| Problem requirements |
All lines in the data bearing the string "book" should be identified and copied.

(Extracted data)

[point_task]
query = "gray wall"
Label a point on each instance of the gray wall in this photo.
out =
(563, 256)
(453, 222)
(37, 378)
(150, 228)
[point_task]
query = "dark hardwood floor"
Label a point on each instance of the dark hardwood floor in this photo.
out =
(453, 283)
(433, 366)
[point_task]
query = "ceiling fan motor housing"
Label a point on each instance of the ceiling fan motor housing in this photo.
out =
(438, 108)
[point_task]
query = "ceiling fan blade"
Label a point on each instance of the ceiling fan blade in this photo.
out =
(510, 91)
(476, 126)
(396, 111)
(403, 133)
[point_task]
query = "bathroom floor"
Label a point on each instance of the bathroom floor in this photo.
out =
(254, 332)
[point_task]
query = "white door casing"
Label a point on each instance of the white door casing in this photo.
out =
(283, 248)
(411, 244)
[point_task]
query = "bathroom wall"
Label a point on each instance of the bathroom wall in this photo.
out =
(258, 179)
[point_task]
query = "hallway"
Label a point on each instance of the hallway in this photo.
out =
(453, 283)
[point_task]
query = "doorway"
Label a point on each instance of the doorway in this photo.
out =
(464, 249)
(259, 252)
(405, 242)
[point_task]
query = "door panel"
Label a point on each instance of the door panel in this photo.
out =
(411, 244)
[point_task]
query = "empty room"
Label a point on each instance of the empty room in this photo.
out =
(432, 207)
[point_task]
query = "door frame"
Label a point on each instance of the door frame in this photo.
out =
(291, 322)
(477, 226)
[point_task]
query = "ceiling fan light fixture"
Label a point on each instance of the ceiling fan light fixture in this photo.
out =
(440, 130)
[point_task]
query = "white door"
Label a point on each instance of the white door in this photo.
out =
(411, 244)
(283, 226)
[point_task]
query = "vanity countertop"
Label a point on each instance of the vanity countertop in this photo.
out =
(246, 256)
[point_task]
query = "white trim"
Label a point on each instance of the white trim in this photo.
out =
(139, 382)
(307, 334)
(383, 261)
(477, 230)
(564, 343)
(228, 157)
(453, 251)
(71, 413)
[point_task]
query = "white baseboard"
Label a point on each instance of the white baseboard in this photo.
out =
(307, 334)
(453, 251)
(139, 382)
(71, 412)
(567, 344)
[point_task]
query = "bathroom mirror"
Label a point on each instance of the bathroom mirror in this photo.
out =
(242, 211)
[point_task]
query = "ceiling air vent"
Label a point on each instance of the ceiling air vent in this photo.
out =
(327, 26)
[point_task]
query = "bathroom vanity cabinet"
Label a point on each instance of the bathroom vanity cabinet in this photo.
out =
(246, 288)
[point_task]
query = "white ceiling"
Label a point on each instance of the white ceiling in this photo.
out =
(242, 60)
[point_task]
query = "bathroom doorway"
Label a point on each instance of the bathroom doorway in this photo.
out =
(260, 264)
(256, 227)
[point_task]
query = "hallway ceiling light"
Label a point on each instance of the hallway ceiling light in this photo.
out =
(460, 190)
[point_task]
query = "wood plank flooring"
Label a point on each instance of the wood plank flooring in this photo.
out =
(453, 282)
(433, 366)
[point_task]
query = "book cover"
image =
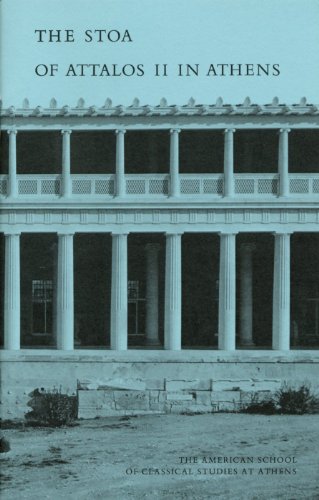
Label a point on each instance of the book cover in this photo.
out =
(159, 223)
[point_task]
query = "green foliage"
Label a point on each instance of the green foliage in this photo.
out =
(52, 408)
(296, 401)
(287, 400)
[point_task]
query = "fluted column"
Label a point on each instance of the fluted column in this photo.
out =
(119, 292)
(246, 294)
(152, 294)
(120, 163)
(227, 293)
(12, 178)
(281, 293)
(174, 162)
(283, 162)
(66, 164)
(12, 292)
(65, 293)
(229, 162)
(173, 292)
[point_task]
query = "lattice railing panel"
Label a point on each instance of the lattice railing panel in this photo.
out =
(26, 186)
(135, 186)
(268, 186)
(244, 186)
(81, 186)
(190, 186)
(213, 186)
(300, 186)
(104, 186)
(158, 186)
(50, 186)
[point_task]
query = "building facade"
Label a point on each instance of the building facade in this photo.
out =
(169, 253)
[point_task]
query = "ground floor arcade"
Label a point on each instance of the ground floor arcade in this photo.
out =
(160, 290)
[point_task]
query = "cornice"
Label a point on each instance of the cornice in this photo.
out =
(162, 109)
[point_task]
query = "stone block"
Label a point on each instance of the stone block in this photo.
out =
(229, 396)
(179, 396)
(131, 400)
(155, 384)
(203, 398)
(185, 385)
(246, 385)
(116, 384)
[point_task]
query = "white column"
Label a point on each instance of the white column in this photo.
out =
(120, 163)
(12, 292)
(12, 178)
(119, 292)
(227, 293)
(281, 293)
(173, 292)
(66, 164)
(246, 294)
(151, 337)
(283, 161)
(65, 293)
(174, 162)
(229, 162)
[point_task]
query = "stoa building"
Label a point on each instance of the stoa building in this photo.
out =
(158, 258)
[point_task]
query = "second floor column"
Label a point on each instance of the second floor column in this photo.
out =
(65, 293)
(174, 163)
(173, 292)
(281, 293)
(12, 178)
(66, 190)
(229, 183)
(227, 293)
(120, 189)
(151, 337)
(119, 292)
(12, 292)
(283, 162)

(End Extracted data)

| Response to this exercise |
query = "book cover"
Label a point on each instance of the book cover in this photo.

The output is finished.